◆ Analise o material ◆
**A)** Na conversa sobre exercício físico, que percentagem da população japonesa faz exercício regularmente, segundo Miyachi?
**B)** Prolongue a conversa sobre exercício físico a partir da última fala apresentada.

◆ Texto em estudo ◆
- - - - -

Exacto, por vezes, parecem não ser capazes! (risos)

Iwata:

Por curiosidade, qual é a percentagem da população japonesa que faz exercício regularmente?

Miyachi:

Bom, é difícil definir com exactidão o que é exercício físico regular, mas uma definição diz que se trata de uma hora de exercício por semana ou, por outras palavras, aproximadamente duas sessões de meia hora por semana. Assim, podemos dizer que as pessoas que transpiram um pouco ao fazer exercício durante esse tempo fazem exercício regularmente.

Iwata:

Nesse caso, eu enquadro-me! Que alívio! (risos)

Miyachi:

(risos) Significa que 35 a 40% da população faz exercício regularmente. Ou, visto de outra maneira, 60 a 70% da população japonesa não faz exercício regularmente.

Iwata:

Compreendo.

Miyachi:

Há também outra maneira de medir o exercício que tem como critério o número de passos dados diariamente. De modo simples, calcula-se se damos ou não 10.000 passos por dia.

Iwata:

Ouvimos muitas vezes a expressão "10.000 passos por dia".

Miyachi:

Exacto. Podemos dizer que quem der 10.000 passos todos os dias é uma pessoa activa. Mas possivelmente nem 20% da população faz isso.

Iwata:

Quem tenha um emprego que obrigue a andar atinge os 10.000 passos por dia facilmente, mas diria que para quem se desloca para o trabalho e depois passa o dia sentado à secretária seria quase impossível caminhar tanto sem fazer um esforço deliberado.

- - - - -

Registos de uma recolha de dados
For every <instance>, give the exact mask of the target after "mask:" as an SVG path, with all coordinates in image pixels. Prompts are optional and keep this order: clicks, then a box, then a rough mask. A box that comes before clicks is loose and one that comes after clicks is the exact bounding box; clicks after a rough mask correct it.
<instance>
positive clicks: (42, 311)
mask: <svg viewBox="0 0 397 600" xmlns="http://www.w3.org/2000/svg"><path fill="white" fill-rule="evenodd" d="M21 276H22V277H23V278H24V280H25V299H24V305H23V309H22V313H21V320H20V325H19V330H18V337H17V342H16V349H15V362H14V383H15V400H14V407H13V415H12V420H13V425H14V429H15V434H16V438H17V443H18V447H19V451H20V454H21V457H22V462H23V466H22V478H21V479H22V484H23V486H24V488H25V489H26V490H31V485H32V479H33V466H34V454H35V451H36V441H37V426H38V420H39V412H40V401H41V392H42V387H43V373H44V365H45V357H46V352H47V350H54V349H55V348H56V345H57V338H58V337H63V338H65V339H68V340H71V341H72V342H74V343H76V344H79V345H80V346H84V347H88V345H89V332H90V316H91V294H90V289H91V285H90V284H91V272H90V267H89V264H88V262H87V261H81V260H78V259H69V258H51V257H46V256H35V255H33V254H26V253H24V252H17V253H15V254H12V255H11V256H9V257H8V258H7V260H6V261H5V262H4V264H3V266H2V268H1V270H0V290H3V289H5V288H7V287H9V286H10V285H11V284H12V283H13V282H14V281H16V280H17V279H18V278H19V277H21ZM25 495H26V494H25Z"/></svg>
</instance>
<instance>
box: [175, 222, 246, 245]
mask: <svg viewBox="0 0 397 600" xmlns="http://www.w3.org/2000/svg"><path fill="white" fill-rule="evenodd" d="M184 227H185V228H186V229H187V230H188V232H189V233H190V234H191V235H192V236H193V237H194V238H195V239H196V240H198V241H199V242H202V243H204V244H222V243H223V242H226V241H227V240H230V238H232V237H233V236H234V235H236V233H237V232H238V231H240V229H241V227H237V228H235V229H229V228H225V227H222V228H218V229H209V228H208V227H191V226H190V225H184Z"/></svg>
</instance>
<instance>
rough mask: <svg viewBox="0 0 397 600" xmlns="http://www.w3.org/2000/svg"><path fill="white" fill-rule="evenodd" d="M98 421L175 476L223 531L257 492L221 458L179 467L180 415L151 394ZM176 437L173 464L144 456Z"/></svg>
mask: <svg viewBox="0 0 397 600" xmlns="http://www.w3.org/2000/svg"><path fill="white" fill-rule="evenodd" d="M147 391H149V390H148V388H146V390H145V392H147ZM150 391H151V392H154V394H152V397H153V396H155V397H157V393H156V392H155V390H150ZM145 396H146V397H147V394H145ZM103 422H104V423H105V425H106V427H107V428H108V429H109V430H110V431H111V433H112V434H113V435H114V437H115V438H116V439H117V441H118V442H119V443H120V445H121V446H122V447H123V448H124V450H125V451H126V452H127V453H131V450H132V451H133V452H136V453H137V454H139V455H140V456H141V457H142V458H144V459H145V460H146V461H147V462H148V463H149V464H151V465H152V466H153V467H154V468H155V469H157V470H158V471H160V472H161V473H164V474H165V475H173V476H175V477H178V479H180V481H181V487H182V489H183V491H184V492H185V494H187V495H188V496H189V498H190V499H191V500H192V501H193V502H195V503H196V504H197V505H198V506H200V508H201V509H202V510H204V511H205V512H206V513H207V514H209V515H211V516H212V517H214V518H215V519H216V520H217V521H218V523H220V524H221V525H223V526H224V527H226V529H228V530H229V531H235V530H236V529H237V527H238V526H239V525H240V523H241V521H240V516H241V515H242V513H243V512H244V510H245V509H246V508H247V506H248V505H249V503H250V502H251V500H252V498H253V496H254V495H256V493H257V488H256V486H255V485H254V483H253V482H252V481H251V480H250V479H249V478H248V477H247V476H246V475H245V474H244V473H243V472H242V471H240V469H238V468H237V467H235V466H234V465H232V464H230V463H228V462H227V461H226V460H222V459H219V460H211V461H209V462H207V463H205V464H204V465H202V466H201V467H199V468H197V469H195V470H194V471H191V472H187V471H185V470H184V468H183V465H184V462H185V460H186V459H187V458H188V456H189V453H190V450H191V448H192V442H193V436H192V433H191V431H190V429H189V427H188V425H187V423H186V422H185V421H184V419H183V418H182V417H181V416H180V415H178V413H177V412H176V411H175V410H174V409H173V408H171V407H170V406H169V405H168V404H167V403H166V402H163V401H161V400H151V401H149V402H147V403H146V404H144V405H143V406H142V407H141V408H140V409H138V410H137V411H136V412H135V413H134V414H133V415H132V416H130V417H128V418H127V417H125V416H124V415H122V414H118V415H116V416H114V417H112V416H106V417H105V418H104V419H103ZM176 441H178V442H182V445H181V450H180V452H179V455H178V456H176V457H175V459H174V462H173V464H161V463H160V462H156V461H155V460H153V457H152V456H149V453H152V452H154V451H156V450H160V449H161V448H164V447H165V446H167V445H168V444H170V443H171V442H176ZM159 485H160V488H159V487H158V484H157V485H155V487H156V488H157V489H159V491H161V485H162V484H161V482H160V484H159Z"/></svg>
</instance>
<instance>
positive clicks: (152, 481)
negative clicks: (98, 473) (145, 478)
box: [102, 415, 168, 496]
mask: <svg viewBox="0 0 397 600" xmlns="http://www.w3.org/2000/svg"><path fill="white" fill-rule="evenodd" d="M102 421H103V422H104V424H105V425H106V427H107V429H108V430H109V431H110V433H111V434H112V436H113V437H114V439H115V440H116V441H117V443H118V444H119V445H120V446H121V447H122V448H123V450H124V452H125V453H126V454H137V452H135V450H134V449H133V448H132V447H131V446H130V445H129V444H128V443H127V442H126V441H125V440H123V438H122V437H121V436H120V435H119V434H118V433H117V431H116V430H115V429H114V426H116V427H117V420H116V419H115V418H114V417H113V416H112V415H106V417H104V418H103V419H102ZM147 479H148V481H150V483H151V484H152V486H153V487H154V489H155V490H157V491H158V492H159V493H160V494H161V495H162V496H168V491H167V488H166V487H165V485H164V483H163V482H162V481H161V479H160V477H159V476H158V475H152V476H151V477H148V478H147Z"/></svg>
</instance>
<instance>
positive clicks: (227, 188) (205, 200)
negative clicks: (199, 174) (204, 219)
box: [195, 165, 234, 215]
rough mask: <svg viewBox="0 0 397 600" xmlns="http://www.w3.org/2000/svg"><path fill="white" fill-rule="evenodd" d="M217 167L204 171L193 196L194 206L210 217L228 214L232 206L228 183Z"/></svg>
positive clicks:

- - - - -

◆ Respostas por tarefa ◆
**A)** Entre 35 e 40% da população.

**B)**
Miyachi:

Correcto. Na verdade, investigámos qual a média de passos dados diariamente pelos japoneses. Descobrimos que os homens dão em média pouco mais de 7.000 passos por dia, enquanto as mulheres dão em média pouco mais de 6.000. Não está nem perto dos 10.000 passos por dia. Isso significa que os japoneses têm cada vez mais vidas sedentárias.

Iwata Asks
Iwata:

Dirias que, no geral, a sociedade segue essa direcção porque, embora as pessoas fossem mais activas no passado, a vida se tornou de certo modo mais conveniente?

Miyachi:

Sim, e penso que houve um momento de viragem há uma década. Nessa altura, os homens davam em média 8.000 passos por dia e as mulheres 7.000, o que quer dizer que davam mais 1.000 passos por dia do que actualmente.

Iwata:

A sério?

Miyachi:

Esse número começou a cair a pique há dez anos e a média de passos dados caiu de ano para ano desde então. Contudo, ao mesmo tempo, o número de pessoas que passa o seu tempo livre a jogar ténis, a ir ao ginásio ou a fazer exercício regularmente - e isso inclui usar o Wii Fit - aumentou lentamente. Mas o exercício físico feito ao caminhar ao longo do dia tem vindo a decrescer bastante.

Iwata:

Dirias que isso se deve ao dia-a-dia, que se tornou mais conveniente, e também às mudanças no estilo de vida das pessoas?

Miyachi:

Uma das razões é o desenvolvimento constante que vemos na Tecnologia da Informação.

Iwata:

Referes-te às pessoas que passam o dia a olhar para um ecrã de computador...

Miyachi:

Agora podemos fazer compras pela Internet sem ter de ir às lojas. Muitos dos percursos de autocarro e linhas de comboio que não dão lucro foram suspensos, por isso à medida que nos afastamos das cidades há cada vez mais pessoas com carro e a motorização da sociedade ao estilo americano torna-se mais evidente. Mas o maior factor é o número de pessoas que já não trabalha ao sábado, que aumentou bastante.

Iwata:

A maior razão é haver menos pessoas a trabalhar ao sábado? Isso é surpreendente.

Miyachi:

Apesar de ser positivo para os trabalhadores, quando éramos mais novos costumávamos trabalhar até às 13h de sábado. Chamávamos-lhe meio-dia. Isso agora é uma coisa do passado.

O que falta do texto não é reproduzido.